Brief » Update the data below by replacing "Where can you spot" with "Where do you see" everywhere it occurs and leaving everything else unchanged. Omit the pictures from your output.

Data records »
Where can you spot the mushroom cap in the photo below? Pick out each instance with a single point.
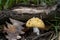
(35, 22)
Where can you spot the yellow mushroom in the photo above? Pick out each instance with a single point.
(36, 23)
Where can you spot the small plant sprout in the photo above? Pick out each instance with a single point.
(36, 23)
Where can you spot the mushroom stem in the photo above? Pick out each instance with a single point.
(36, 30)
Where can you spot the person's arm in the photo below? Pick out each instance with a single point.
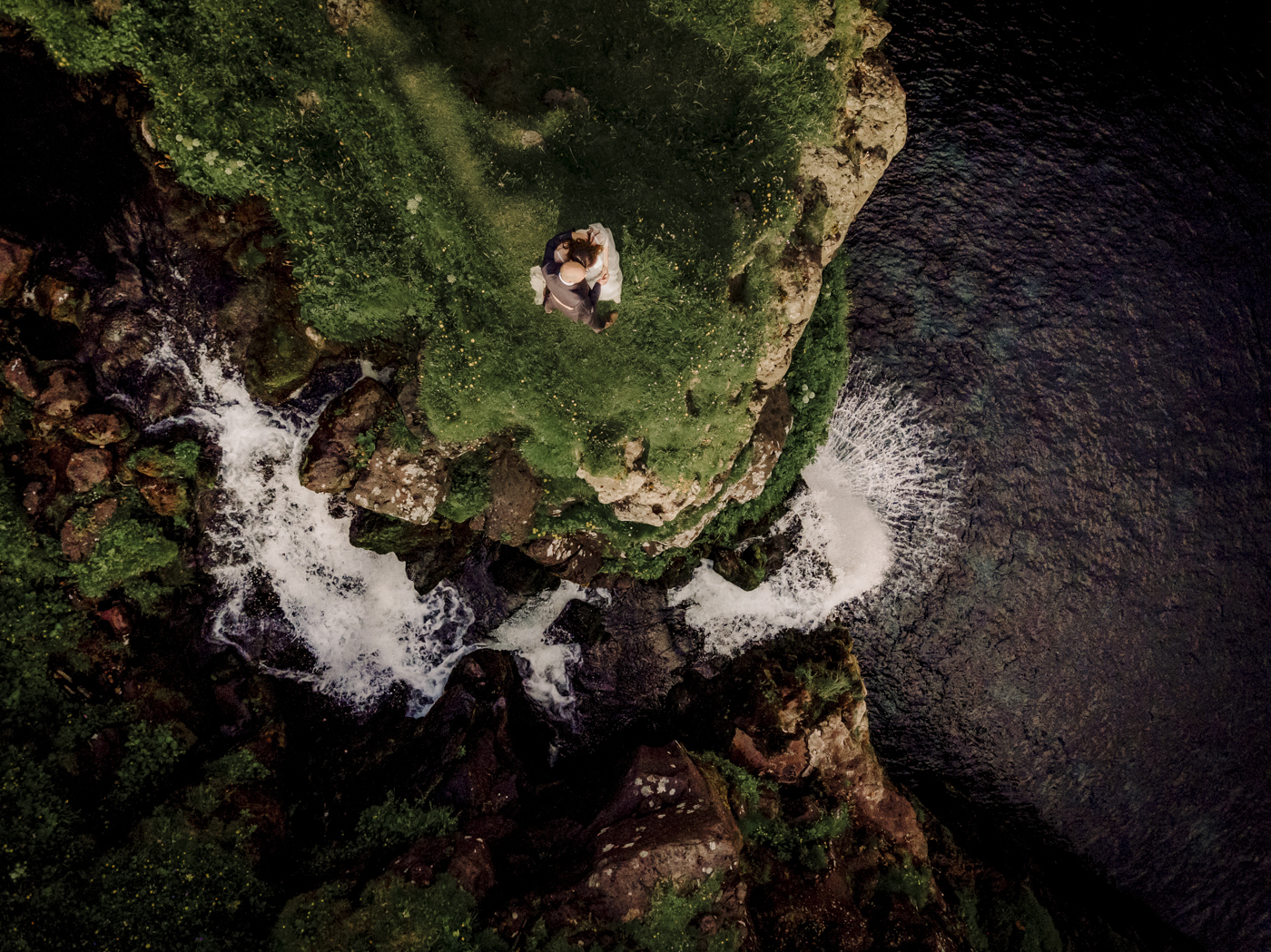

Solution below »
Where do you see the mushroom cap in the photo below? Pick out each instance with a single point.
(35, 22)
Where do you see the yellow mushroom in the photo above? Pick out each instance with a single point.
(36, 23)
Where do you see the small plant sprout in the photo above? Pick out each instance with a single point.
(36, 23)
Where do you see the mushroom stem in the photo above? Pick out each instance with a single point.
(36, 30)
Where do you see the person's arm in the photo below? Pick out each instance with a single point.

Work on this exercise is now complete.